- GIVEN EXERCISE -
Reproduce the entries below word for word, from the line containing "target: man's head" down through the last line of the entries, including both.

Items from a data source
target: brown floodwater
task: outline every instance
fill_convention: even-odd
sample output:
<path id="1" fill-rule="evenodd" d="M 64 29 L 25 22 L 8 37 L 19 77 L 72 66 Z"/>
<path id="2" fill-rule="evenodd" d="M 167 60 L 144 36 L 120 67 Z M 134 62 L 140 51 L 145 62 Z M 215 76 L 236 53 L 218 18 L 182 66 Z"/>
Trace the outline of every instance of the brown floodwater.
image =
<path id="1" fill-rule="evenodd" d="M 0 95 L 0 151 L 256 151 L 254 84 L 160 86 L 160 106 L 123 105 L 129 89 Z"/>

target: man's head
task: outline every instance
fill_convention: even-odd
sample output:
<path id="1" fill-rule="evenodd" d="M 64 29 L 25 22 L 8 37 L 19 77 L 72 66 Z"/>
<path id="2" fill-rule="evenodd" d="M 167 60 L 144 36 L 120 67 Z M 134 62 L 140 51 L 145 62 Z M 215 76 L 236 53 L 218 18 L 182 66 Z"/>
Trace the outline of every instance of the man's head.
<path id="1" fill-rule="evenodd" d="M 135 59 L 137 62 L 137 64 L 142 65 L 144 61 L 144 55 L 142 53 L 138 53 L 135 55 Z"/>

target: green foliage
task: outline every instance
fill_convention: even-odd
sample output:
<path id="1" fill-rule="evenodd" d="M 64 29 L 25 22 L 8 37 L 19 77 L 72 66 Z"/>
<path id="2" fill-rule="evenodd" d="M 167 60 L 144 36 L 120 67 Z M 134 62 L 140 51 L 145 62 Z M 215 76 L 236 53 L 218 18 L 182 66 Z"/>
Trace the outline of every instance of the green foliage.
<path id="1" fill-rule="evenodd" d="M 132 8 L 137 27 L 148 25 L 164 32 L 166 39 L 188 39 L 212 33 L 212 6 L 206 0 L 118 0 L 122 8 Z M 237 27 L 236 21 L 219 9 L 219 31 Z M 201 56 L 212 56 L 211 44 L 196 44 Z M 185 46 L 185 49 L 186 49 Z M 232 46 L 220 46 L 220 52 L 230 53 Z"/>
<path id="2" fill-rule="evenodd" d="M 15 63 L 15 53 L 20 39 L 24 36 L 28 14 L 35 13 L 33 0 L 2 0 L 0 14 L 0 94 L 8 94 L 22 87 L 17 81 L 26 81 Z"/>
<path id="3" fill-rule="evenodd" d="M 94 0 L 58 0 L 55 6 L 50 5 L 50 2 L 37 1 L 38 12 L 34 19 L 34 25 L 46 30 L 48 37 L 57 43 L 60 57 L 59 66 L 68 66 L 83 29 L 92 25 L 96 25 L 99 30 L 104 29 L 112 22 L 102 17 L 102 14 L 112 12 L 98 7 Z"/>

- OUTPUT -
target: man's head
task: outline every instance
fill_convention: even-odd
sample output:
<path id="1" fill-rule="evenodd" d="M 64 29 L 25 22 L 8 37 L 19 77 L 72 66 Z"/>
<path id="2" fill-rule="evenodd" d="M 167 60 L 144 36 L 120 67 Z M 134 62 L 140 51 L 145 62 Z M 215 76 L 236 53 L 218 18 L 182 66 Z"/>
Trace the outline of every instance of the man's head.
<path id="1" fill-rule="evenodd" d="M 135 59 L 137 62 L 137 64 L 142 65 L 144 61 L 144 55 L 142 53 L 138 53 L 135 55 Z"/>

target: green foliage
task: outline every instance
fill_convention: even-odd
sample output:
<path id="1" fill-rule="evenodd" d="M 64 29 L 25 22 L 8 37 L 19 77 L 72 66 Z"/>
<path id="2" fill-rule="evenodd" d="M 167 60 L 144 36 L 120 67 Z M 134 62 L 140 51 L 145 62 Z M 215 76 L 236 53 L 218 18 L 182 66 Z"/>
Trace the outline of every instance of the green foliage.
<path id="1" fill-rule="evenodd" d="M 132 8 L 137 27 L 148 25 L 164 32 L 166 39 L 188 39 L 212 33 L 212 6 L 206 0 L 118 0 L 122 8 Z M 237 27 L 236 21 L 219 9 L 219 31 Z M 201 56 L 212 56 L 211 44 L 196 44 Z M 185 46 L 185 49 L 186 49 Z M 232 46 L 220 46 L 220 52 L 230 53 Z"/>
<path id="2" fill-rule="evenodd" d="M 15 63 L 15 53 L 20 39 L 24 36 L 28 14 L 35 13 L 33 0 L 2 0 L 0 14 L 0 94 L 8 94 L 22 87 L 17 81 L 26 81 Z"/>
<path id="3" fill-rule="evenodd" d="M 94 0 L 58 0 L 55 6 L 50 5 L 50 2 L 37 1 L 38 12 L 34 19 L 34 25 L 46 30 L 48 37 L 57 43 L 60 57 L 59 66 L 68 66 L 83 29 L 92 25 L 96 25 L 99 30 L 104 29 L 112 22 L 102 17 L 102 14 L 112 12 L 98 7 Z"/>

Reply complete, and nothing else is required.